• [Kaynak belge]
6 Ocak 2018 Cumartesi

ADİ ŞİRKETTE HİSSE HACZİ


ADİ ŞİRKETTE HİSSE HACZİ

I) Genel Olarak
Adi şirkette hisse haczi sık karşılaşılan bir hukuki kurum değildir. Bunun başlıca sebepleri, adi şirket denilen şirket tipinin genellikle kayıt dışı kurulması, ortaklık münasebetlerini saklamak maksadıyla kurulması, ortaklık ilişkisinin ispatının zor olması veya adi şirket tipinin çok yaygın uygulama alanı bulmaması olarak sıralanabilir.

• [Alıştırma 1]
Adi şirkette hisse haczi metnine göre aşağıdaki soruları yanıtlayın.
(a) Metnin başında hangi tarih yer alıyor?
(b) Metnin ilk bölümünün başlığı nedir?
(c) Adi şirkette hisse haczinin sık karşılaşılan bir hukuki kurum olmamasının başlıca sebepleri olarak neler sıralanıyor?
• [Alıştırma 2] Adi şirkette hisse haczi metnini kaldığı yerden devam ettirin.

• [Kaynaktan alıntı]
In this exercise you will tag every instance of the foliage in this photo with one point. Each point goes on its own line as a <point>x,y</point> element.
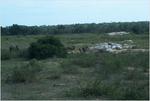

• [Görev sonucu 1]
(a) Metnin başında 6 Ocak 2018 Cumartesi tarihi yer alıyor.
(b) İlk bölümün başlığı "Genel Olarak"tır.
(c) Başlıca sebepler şunlardır: Adi şirketler genellikle kayıt dışı kurulur ve ortaklık münasebetlerini saklamak maksadıyla kurulur. Ortaklık ilişkisini ispat etmek zordur. Adi şirket tipi de çok yaygın uygulama alanı bulmaz.

• [Görev sonucu 2]
Uygulamada genellikle adi şirket tipleri 5520 sayılı Kurumlar Vergisi Kanunu, 1 Seri Nolu Kurumlar Vergisi Tebliği ve 4734 sayılı Kamu İhale Kanun’unda   tanımlandığı üzere, işin zorluğu veyahut yüksek teknoloji gerektirmesi sebebiyle şirketlerin tek başına üstlenemeyecekleri[1] belirli işleri yapmak için bir araya gelen konsorsiyum veya iş ortaklıkları şeklinde kurulmaktadır. Bu ortaklıklar ise belirli bir işin yapılması için bir araya geldikleri için geçici bir nitelik arz ettiklerinden, uyuşmazlıklar anlamında  uygulamaya fazla yön verememektedirler.
           
II) Adi Şirket ve Adi Şirketin Tüzel Kişiliği Meselesi
Bilindiği üzere adi şirket, ‘’adi ortaklık sözleşmesi’’ adı altında 6098 sayılı Türk Borçlar Kanunu’nun (TBK)  620 vd. maddelerinde düzenlenmiştir.  TBK’nın 620’nci maddesi şu şekildedir;  ‘’Adi ortaklık sözleşmesi, iki ya da daha fazla kişinin emeklerini ve mallarını ortak bir amaca erişmek üzere birleştirmeyi üstlendikleri sözleşmedir.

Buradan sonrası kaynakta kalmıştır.